*** Records for the exercise

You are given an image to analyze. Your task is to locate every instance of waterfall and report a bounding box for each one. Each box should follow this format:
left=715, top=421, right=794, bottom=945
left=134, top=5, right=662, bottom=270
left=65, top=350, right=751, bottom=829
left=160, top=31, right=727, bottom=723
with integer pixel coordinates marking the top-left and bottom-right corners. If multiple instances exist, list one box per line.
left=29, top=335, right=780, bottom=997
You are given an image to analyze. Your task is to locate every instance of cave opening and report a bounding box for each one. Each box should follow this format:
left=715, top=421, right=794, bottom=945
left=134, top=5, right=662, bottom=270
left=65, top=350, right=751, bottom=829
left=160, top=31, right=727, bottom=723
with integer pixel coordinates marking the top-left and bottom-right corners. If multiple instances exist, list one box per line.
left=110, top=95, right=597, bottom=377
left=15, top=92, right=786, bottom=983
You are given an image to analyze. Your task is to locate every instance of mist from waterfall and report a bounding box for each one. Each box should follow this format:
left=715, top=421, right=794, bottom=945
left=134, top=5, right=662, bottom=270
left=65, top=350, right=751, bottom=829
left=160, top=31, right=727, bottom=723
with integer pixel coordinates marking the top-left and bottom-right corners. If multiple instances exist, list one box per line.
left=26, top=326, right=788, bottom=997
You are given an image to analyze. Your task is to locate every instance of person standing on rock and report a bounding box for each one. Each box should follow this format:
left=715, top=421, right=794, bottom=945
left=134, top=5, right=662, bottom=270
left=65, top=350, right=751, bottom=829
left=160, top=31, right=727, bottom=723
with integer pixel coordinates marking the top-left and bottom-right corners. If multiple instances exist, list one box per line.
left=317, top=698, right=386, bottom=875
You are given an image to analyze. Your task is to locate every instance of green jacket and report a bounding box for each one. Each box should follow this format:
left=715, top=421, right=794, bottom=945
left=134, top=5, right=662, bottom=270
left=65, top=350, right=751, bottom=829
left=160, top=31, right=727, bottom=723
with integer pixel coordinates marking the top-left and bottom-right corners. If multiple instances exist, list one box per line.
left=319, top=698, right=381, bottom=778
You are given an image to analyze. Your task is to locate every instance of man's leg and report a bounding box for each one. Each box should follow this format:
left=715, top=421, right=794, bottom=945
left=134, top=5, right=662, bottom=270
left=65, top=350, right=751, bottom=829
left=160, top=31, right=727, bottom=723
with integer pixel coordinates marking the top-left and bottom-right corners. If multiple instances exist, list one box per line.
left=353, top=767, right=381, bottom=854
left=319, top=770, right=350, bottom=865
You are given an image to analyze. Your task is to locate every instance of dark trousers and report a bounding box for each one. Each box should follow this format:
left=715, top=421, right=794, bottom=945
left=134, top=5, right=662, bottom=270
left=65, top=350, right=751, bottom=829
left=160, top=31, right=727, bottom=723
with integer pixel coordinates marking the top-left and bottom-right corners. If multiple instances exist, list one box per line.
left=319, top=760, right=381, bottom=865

******
*** Records for the exercise

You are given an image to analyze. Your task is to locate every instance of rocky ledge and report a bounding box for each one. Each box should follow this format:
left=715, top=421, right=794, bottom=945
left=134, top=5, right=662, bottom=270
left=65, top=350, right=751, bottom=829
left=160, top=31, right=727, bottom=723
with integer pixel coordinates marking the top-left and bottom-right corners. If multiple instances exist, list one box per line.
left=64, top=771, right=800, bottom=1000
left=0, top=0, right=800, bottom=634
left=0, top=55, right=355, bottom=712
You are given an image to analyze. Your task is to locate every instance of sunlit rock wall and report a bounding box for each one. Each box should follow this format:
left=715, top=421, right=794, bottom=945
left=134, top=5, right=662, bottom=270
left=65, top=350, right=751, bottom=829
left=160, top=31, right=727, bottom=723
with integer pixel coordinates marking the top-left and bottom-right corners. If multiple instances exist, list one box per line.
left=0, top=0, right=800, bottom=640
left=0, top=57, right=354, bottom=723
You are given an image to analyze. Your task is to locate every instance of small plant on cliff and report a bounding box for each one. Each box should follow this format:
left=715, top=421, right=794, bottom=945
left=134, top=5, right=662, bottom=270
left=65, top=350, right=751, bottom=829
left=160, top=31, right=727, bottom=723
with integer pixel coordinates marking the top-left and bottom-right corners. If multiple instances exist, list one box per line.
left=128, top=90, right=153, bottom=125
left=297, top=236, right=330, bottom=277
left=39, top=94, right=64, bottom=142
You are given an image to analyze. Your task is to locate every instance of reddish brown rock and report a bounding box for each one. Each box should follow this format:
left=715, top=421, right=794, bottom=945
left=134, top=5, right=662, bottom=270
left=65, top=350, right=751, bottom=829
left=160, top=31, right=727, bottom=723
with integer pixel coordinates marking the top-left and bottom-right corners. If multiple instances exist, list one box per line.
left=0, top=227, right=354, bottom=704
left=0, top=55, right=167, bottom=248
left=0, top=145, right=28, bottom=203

******

### Description of the task
Render the lines of the entries above as a numbered list, from the line with "instance of waterfall" up to and including the line with "left=29, top=335, right=780, bottom=997". Skip any blank lines.

### Result of this task
1. You are given an image to analyze. Your task is to locate every instance of waterfall and report a bounding box for each one. Each box should follow this format:
2. left=715, top=421, right=794, bottom=945
3. left=134, top=5, right=662, bottom=270
4. left=65, top=350, right=751, bottom=829
5. left=160, top=31, right=727, bottom=723
6. with integer pixel coordinates marking the top-left and bottom-right corners. If multiple instances exist, list one box per line.
7. left=29, top=335, right=780, bottom=997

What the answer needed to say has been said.